### Exercise passage:

((

Extensive literature searches and multiple contacts with researchers yielded a collection of 494 articles for potential reviewing. We retained only published longitudinal studies that measured response shift, resulting in 26, of which 19 reported the requisite data for computing an effect size (ES). We calculated and compared the ESs for each study with regard to potential moderator variables: the QOL domains measured, disease group investigated, sample size, and response shift method used. We rated studies for quality to allow ES weighting.
When we examined ES absolute values, we found that ES magnitude was small, with the largest ESs detected for fatigue, followed by global QOL, physical role limitation, psychological well-being, and pain (mean |ESweighted| = 0.32, 0.30, 0.24, 0.12, and 0.08, respectively). ESs varied considerably in direction. Aggregating raw ES scores over all studies led to positive and negative values canceling each other out (mean directional ESweighted = 0.17, 0.02, −0.01, 0.06, and 0.02, respectively). We found little evidence of an effect for the moderator variables examined.

))

### Material supplied:
((

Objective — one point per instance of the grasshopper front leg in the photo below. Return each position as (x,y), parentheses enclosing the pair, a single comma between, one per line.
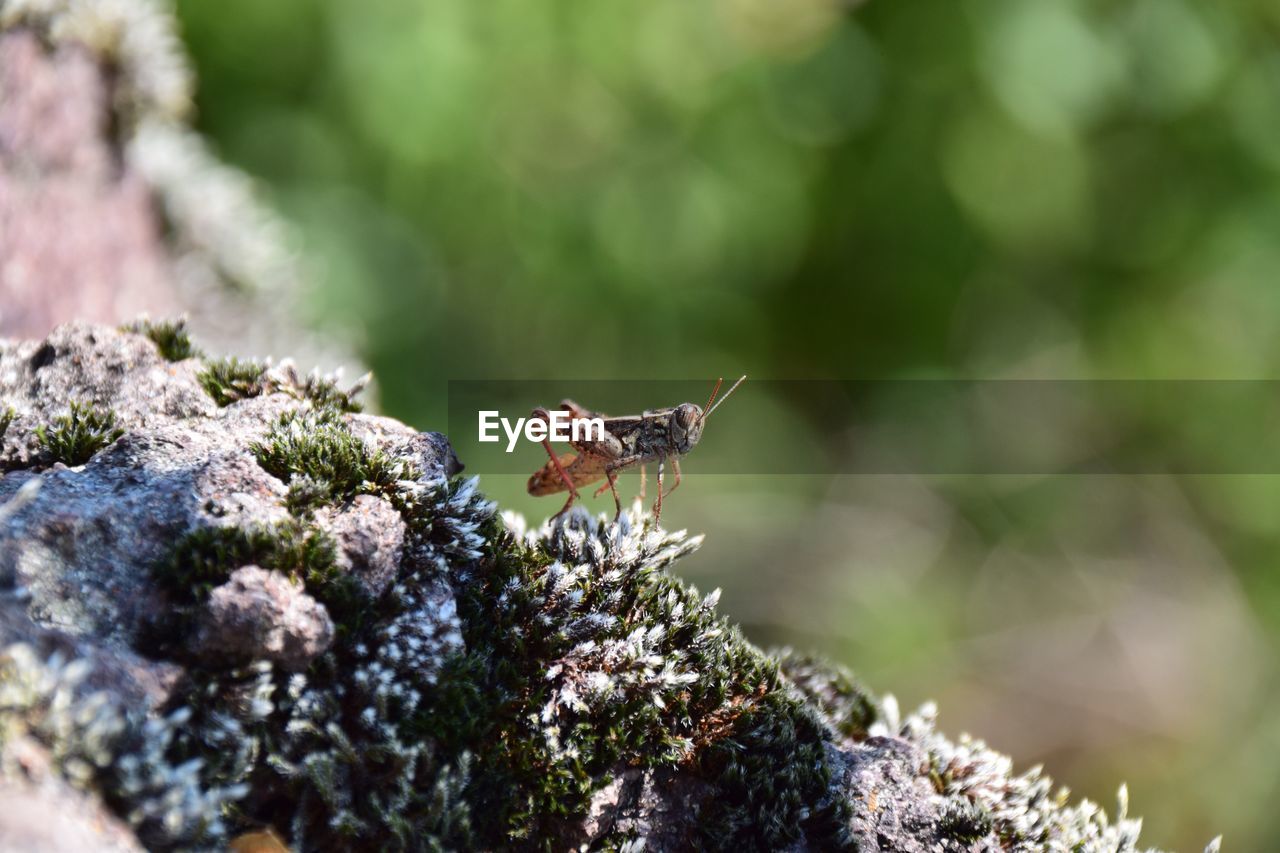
(542,414)
(611,473)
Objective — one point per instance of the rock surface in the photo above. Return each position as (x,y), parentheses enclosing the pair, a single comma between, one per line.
(263,615)
(316,656)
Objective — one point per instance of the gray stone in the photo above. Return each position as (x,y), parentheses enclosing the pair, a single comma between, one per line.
(263,615)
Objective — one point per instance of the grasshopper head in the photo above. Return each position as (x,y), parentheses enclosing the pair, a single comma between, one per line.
(686,427)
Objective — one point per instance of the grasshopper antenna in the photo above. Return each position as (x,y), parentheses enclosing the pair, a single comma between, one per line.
(707,413)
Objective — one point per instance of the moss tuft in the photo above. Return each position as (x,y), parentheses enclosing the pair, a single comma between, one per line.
(76,437)
(228,381)
(329,463)
(964,821)
(170,337)
(206,557)
(832,690)
(769,774)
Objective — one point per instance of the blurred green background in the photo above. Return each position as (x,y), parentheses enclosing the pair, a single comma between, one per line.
(686,188)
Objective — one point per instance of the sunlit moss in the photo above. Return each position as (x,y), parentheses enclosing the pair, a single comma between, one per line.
(76,437)
(170,337)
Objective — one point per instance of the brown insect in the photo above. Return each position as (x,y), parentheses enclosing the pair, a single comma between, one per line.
(657,434)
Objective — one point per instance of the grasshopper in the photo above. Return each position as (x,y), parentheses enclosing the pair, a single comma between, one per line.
(657,434)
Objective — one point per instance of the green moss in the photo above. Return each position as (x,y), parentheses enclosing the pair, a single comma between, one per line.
(324,393)
(170,337)
(677,687)
(964,821)
(832,690)
(76,437)
(228,381)
(316,450)
(206,557)
(768,775)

))

### Work item A:
In the response shift review, how many of the retained studies reported the data needed to compute an effect size?
### Work item B:
According to the response shift review, why were the mean directional effect sizes so close to zero when raw scores were aggregated across studies?
### Work item C:
Write the next part of the response shift review.
The records come from a different source than the text.

### Answer box A:
Nineteen of the 26 retained studies reported the data needed to compute an effect size.

### Answer box B:
The effect sizes varied considerably in direction. When raw scores were aggregated over all studies, the positive and negative values canceled each other out.

### Answer box C:
A definitive conclusion on the clinical significance of response shift cannot currently be drawn from existing studies. For a number of reasons, ES estimates were primarily based on then-test results, a method that is not without criticism, such as its susceptibility to recall bias. We recommend a standardized approach for reporting results of future response shift research to advance the field and to facilitate interpretation and comparisons across studies.